▸ **EXERCISE INSTRUCTIONS**
Write out the entries, please, from the line containing "Reviewer note: confirm that every instance of the cloudy" through their final line, exactly and with nothing else.
━━ PROVIDED DATA
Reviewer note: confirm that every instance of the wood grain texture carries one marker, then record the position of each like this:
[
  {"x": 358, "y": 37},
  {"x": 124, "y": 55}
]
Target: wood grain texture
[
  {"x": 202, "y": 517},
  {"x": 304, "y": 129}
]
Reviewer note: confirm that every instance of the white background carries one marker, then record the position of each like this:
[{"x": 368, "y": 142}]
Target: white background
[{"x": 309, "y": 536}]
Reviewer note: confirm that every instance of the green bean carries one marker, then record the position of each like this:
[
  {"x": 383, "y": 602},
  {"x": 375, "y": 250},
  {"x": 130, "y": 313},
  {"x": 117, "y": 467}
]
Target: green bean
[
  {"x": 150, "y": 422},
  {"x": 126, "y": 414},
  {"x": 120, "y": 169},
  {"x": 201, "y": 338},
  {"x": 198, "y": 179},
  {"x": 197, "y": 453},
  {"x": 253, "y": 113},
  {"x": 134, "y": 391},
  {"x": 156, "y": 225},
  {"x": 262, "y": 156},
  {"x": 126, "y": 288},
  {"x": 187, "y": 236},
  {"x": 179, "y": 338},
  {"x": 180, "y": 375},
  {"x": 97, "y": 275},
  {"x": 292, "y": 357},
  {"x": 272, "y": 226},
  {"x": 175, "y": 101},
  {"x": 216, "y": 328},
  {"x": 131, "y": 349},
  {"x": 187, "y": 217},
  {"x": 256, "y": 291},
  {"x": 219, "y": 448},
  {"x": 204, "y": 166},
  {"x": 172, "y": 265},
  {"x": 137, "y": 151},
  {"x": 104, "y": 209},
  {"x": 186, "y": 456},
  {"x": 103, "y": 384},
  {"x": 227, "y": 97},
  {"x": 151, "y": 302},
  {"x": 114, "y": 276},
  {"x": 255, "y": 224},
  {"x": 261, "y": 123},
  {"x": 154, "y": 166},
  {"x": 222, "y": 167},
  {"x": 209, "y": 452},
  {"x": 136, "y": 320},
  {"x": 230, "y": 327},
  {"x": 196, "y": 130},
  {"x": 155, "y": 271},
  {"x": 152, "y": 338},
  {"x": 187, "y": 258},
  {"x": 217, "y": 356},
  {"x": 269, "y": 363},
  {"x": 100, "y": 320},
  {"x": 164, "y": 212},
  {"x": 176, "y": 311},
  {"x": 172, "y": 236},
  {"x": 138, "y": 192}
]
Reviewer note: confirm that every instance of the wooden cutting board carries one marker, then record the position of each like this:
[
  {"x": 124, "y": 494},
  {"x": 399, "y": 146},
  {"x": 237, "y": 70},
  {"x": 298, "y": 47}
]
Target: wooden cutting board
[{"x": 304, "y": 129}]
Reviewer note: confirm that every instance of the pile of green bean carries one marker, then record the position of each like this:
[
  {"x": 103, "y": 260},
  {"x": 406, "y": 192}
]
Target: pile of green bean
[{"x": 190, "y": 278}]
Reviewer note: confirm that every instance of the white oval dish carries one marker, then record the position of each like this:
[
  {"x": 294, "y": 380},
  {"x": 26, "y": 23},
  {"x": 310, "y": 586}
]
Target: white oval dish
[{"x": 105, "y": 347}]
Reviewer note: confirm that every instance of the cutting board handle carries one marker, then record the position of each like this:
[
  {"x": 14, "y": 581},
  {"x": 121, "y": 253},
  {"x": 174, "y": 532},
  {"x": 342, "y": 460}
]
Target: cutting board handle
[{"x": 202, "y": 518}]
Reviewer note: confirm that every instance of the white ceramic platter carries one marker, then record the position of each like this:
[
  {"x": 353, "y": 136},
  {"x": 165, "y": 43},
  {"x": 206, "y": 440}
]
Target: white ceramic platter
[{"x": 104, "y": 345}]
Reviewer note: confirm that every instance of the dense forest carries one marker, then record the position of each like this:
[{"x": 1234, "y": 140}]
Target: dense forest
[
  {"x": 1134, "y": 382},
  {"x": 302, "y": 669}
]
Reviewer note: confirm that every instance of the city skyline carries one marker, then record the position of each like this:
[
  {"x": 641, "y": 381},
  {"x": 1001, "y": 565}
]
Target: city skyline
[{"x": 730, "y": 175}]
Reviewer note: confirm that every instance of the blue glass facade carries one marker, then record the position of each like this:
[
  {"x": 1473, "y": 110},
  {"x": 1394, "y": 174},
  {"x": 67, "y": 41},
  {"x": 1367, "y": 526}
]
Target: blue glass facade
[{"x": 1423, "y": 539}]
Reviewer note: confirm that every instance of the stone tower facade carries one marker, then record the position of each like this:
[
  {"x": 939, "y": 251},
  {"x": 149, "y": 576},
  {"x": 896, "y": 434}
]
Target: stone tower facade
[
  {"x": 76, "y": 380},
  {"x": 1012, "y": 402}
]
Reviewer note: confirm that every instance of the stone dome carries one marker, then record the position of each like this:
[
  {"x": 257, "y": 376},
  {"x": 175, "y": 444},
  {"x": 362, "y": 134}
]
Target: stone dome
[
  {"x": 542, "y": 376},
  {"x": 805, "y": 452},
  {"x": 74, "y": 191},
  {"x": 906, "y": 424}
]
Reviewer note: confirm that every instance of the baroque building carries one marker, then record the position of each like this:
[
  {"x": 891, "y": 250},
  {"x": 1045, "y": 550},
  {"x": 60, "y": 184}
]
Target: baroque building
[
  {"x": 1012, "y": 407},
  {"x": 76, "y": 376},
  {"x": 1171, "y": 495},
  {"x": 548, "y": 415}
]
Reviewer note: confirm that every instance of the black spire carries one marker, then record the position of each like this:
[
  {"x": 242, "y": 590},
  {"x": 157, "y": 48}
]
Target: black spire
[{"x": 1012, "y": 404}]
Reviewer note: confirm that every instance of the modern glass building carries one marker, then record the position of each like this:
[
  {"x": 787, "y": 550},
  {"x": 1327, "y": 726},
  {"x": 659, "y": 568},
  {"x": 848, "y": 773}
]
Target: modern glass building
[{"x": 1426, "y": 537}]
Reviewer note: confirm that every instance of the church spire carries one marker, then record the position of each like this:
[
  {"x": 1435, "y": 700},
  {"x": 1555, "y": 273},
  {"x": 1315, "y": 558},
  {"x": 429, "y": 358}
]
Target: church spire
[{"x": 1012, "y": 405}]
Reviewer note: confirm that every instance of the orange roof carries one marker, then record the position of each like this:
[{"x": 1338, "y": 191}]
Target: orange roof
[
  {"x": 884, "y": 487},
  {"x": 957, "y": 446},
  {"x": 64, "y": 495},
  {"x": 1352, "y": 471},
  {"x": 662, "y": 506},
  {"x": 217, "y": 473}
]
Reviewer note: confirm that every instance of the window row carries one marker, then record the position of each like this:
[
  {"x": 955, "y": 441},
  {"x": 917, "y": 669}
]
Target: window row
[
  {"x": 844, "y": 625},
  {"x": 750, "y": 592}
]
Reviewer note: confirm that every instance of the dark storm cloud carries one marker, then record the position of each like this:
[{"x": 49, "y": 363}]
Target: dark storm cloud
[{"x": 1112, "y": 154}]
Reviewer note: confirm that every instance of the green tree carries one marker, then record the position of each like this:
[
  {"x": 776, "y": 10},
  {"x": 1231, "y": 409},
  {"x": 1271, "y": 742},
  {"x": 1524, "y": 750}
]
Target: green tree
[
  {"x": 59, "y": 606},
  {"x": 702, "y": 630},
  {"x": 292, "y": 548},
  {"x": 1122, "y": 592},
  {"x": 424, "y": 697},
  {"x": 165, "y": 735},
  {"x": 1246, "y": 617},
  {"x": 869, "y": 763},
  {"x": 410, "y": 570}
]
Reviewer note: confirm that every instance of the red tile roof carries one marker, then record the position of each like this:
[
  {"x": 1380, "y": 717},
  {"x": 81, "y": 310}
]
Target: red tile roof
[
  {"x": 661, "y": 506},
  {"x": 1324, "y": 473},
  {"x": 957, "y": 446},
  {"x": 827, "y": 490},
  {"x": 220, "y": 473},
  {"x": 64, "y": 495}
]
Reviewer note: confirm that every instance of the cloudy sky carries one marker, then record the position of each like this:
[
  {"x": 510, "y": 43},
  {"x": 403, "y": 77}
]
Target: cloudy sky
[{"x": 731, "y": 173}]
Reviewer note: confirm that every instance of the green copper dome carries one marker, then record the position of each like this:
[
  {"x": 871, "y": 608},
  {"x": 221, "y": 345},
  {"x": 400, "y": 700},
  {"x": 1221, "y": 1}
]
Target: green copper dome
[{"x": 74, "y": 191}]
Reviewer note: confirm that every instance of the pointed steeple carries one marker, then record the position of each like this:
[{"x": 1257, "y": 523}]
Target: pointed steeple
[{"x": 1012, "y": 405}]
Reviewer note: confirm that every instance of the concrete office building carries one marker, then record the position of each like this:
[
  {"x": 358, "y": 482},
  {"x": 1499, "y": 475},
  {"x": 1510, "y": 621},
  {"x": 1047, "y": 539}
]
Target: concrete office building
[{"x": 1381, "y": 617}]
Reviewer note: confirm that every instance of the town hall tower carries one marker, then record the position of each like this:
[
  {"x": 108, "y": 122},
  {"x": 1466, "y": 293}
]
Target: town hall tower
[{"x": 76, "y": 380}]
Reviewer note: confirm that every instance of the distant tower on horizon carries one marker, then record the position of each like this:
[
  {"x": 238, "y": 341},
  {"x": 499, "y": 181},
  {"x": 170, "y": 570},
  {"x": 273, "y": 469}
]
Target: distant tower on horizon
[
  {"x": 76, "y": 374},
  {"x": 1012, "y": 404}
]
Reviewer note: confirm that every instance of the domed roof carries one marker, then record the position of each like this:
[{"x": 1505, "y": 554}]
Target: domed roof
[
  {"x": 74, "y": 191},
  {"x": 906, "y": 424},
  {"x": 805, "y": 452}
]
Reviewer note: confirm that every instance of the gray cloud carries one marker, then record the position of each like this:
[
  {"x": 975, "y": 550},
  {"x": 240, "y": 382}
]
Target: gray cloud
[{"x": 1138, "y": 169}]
━━━━
▸ **REPLY**
Reviewer note: confirm that every instance of the cloudy sky carries one marker, then record the position of each like this:
[
  {"x": 510, "y": 43},
  {"x": 403, "y": 77}
]
Target: cloudy sky
[{"x": 731, "y": 173}]
Reviewer note: confirm that every instance of the green copper dome carries one marker, then record the position of each like this:
[
  {"x": 871, "y": 608},
  {"x": 221, "y": 345},
  {"x": 400, "y": 700},
  {"x": 1221, "y": 1}
]
Target: green copper dome
[{"x": 74, "y": 191}]
Reviewer note: confirm that every instance of the pointed steeple carries one marker, then record the position of each like this:
[{"x": 1257, "y": 523}]
Target: pointed steeple
[{"x": 1012, "y": 405}]
Reviewer note: confirm that every instance of the concrete office building carries one marker, then record the position of each like this:
[
  {"x": 358, "y": 482},
  {"x": 1499, "y": 475},
  {"x": 1510, "y": 621},
  {"x": 1047, "y": 539}
]
Target: concrete office building
[{"x": 1381, "y": 617}]
Reviewer note: confirm that every instance of the town hall tower carries one marker, then record the position of each like this:
[
  {"x": 108, "y": 122},
  {"x": 1466, "y": 293}
]
Target: town hall tower
[{"x": 76, "y": 380}]
Reviewer note: confirm that every instance of the distant tower on horizon carries one marker, then record the position of each like this:
[
  {"x": 238, "y": 341},
  {"x": 499, "y": 181},
  {"x": 170, "y": 570},
  {"x": 273, "y": 469}
]
Target: distant tower on horizon
[
  {"x": 76, "y": 374},
  {"x": 1012, "y": 404}
]
Reviewer note: confirm that every instance of the domed roof carries one marker, then record the position of each like this:
[{"x": 1505, "y": 554}]
Target: domed roof
[
  {"x": 74, "y": 191},
  {"x": 906, "y": 424},
  {"x": 805, "y": 452}
]
Reviewer note: confirm that every instance of the gray cloud carries one marker, then record the position of each like this:
[
  {"x": 975, "y": 550},
  {"x": 240, "y": 382}
]
Target: gray cloud
[{"x": 1138, "y": 169}]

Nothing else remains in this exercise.